START RECORDS FOR THIS TASK

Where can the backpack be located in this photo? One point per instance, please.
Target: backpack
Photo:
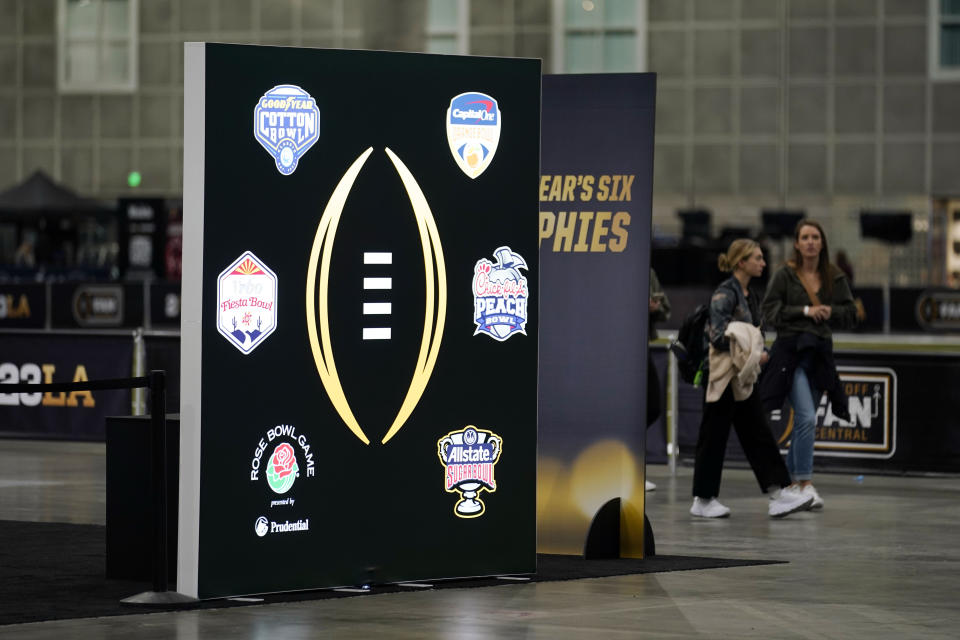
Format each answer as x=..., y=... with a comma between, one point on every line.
x=690, y=347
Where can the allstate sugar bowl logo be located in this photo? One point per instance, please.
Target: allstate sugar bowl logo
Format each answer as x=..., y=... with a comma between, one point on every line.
x=473, y=131
x=246, y=302
x=286, y=122
x=500, y=295
x=469, y=457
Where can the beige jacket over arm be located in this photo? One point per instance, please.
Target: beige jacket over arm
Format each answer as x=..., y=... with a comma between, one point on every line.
x=740, y=367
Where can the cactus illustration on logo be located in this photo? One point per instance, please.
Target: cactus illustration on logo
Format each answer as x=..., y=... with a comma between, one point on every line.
x=282, y=469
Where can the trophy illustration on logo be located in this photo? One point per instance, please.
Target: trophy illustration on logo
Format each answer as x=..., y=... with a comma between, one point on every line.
x=468, y=457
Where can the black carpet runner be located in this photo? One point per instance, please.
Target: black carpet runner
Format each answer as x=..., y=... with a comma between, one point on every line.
x=53, y=571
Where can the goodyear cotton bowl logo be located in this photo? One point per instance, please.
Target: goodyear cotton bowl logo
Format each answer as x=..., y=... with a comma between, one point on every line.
x=500, y=295
x=246, y=302
x=473, y=131
x=286, y=123
x=469, y=456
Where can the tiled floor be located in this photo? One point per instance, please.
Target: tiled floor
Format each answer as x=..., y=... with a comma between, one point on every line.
x=881, y=561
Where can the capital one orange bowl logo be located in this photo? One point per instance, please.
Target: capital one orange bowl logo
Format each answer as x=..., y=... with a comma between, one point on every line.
x=317, y=297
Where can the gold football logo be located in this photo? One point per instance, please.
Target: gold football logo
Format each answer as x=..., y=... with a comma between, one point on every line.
x=317, y=295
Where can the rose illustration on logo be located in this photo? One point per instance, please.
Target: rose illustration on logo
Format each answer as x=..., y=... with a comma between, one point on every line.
x=282, y=468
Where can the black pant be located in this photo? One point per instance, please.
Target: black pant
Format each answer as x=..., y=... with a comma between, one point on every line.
x=755, y=437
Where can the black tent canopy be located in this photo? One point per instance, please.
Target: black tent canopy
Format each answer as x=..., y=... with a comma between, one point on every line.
x=39, y=194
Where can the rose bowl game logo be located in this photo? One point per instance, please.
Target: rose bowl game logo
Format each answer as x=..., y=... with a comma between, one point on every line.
x=281, y=467
x=468, y=457
x=500, y=295
x=473, y=131
x=246, y=302
x=285, y=123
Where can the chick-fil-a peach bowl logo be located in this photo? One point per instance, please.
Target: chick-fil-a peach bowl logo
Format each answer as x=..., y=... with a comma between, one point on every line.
x=501, y=295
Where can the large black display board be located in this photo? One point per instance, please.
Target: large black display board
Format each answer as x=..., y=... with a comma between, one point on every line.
x=328, y=438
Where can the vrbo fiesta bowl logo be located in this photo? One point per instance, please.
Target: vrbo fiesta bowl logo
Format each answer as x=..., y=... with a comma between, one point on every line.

END RECORDS FOR THIS TASK

### EXERCISE
Copy exactly the lines from the one with "Target: rose bowl game logo" through the last line of the material, keeping both ends.

### SOLUTION TO THE PROBLEM
Target: rose bowl game logo
Format each answer as x=..., y=... with a comma between, one point on every line.
x=281, y=467
x=468, y=457
x=500, y=295
x=473, y=131
x=246, y=302
x=285, y=123
Where can the chick-fil-a peach bowl logo be located in this photo? One point per instance, please.
Target: chick-fil-a peach bowl logo
Format each answer as x=..., y=... with a comma between, one point on every line.
x=501, y=295
Where can the large black display board be located in this photo? One point per instance, please.
Target: large black display board
Format each answer as x=..., y=... with a comma between, one point on every line.
x=328, y=438
Where can the vrbo fiesta bowl logo be located in this photo? One point per instance, please.
Target: vrbo fiesta bowl logo
Format each answer as x=..., y=... with a comma between, one point on every line.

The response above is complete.